# Tasks to complete:
1: According to the essay about hospital loneliness, how long has William been waiting for a liver transplant?
2: Rewrite the essay about hospital loneliness between "My main job" and "without any visitors.", inclusive, and switch "liver" to "kidney".

-- Passage to read follows --

It is dark. It is quiet. The loneliness is overwhelming. “Sometimes I cry into my blanket,” he said. “I feel so alone. It’s like I’m the only person on the planet and I’m a really sick one.”
The flowers bloom, the sky is blue, the breeze releases showers of petals. The birds are back and chirping away. There is beauty all around and yet . . . I haven’t seen my Mom in over a month, people everywhere are wearing masks and there is no one on the bus.
I’ve begun a new pilgrimage.* I now work in the University of Washington Medical Center as a “Spiritual Care Provider,” a longer but more inclusive job title than “chaplain.”
Most people have had their routines changed from going to work to staying home all day. Mine is the opposite.
I’m happy to be back working in the hospital but it’s different now. Everyone is wearing a mask, even the lady who runs the gift shop. My first reaction: “What? You think you’re gonna do surgery in here?” Then I remembered: COVID-19.
My main job is to see Long Length of Stay (LLOS) patients. A lengthy hospital stay pretty much sucks but when you can’t have any visitors, it is excruciating. No visitors?! COVID-19. So I look through census and see who has been in the hospital the longest. I visit them first.
Imagine being sick in the hospital, waiting for a liver and having no friends or family around. Such is the case with William who I quoted in the first paragraph. He has been waiting for a liver transplant for seven weeks. Six of those weeks without any visitors.
“It’s not as if I don’t see anyone,” he said. “People go in and out of my room all day. They’re all really nice but they have so much work to do. And they don’t really know me. You know what I mean?”
I knew what he meant
.What you really want is someone who deeply knows you. Like when someone really knows that you joke to cover your pain; that your silence means anger, that you rub your forehead when you’re frustrated. They know you.
Many patients tell me that night time is the worst. That is when they feel as if they will drown in their loneliness. This is when fear pays a visit. It’s a dark loneliness, not literally of course because even at night a hospital can feel like a circus. But the dark you feel inside, like a single piece of dust floating through outer space.
You know how we say to one another, “Come with me!”—to a party, to a meeting, to the restroom. We want someone with us. We want the support, the presence, the witness. We want—connection. Jesus knew this because he reassured the disciples. “I’m with you always!”
This is why when I pray with Christian patients I find myself saying over and over, “Let us remember the promise of Jesus, ‘Let not your hearts be troubled, nor let them be afraid for lo, I am with you always.’”
Jesus is with you. The Spirit is within you. The Presence is with you. Perfect Love lives within you. And perfect love casts out fear.
But sometimes it’s hard—impossible!—to feel that Light within us and that’s when we can offer sparks to one another. That’s what I do in the hospital. It’s not as if I walk in and say, “Good afternoon, I’m here to light up your life.” I’m just hoping to bring a spark.
God works in us and through us and that’s what I count on. I just try to get out of the way. The worst pastoral encounters I’ve ever had are when I’m trying to think of some brilliant theological response. I always come up with nonsense. So it’s better to ask Spirit to use me and then I just walk in and be myself.
We can all do this for one another. Phone calls can be like fireworks–so many sparks flying. You can give and receive sparks on Zoom or FaceTime too. It’s all about being really present. You just can’t over-estimate the value of a good listener.
But what if you’re not feeling sparky? The hardest part is reaching out, but that part is essential. But then, what if you find that everyone else is also sitting in the deep dark, Well of Loneliness and Despair. (This exists.) How do you make a fire with no matches? Dry sticks! Keep talking, keep connecting and the conversational friction can create a spark. It happens!
We can’t always be the Light in someone else’s dark night. But we can offer them a spark.
* I promise I will post about my final week on the Camino but I feel an urgency to write about what is happening now.

-- Passage to read concluded --
-- Dataset records follows --

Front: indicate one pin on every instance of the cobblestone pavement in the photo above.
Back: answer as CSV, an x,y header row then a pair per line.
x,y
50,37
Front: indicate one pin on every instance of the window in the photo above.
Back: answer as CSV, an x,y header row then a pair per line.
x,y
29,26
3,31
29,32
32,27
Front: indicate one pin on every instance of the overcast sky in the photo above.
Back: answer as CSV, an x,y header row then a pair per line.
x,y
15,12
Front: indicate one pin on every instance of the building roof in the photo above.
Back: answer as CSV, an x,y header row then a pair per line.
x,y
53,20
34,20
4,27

-- Dataset records concluded --
-- Dataset records follows --

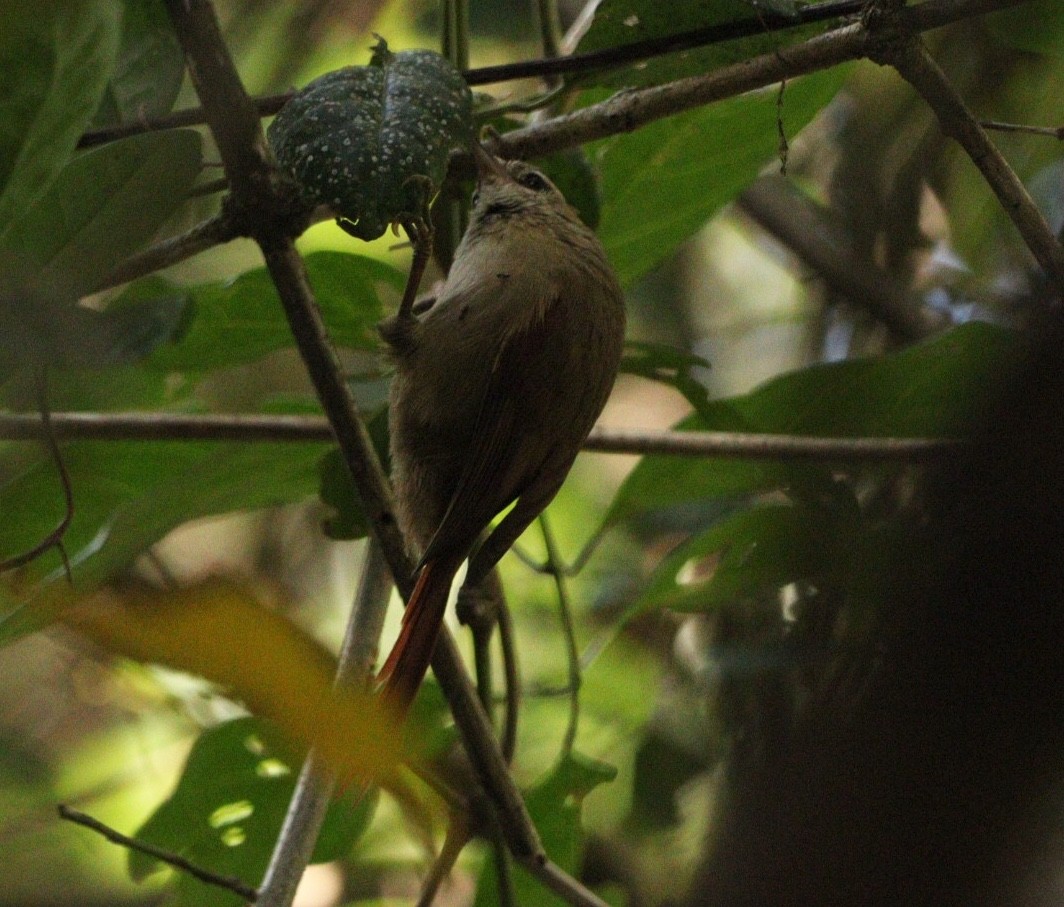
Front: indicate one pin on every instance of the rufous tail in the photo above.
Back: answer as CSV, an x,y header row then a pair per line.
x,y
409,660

-- Dataset records concluded --

# Answers to the tasks:
1: Seven weeks

2:
My main job is to see Long Length of Stay (LLOS) patients. A lengthy hospital stay pretty much sucks but when you can’t have any visitors, it is excruciating. No visitors?! COVID-19. So I look through census and see who has been in the hospital the longest. I visit them first.
Imagine being sick in the hospital, waiting for a kidney and having no friends or family around. Such is the case with William who I quoted in the first paragraph. He has been waiting for a kidney transplant for seven weeks. Six of those weeks without any visitors.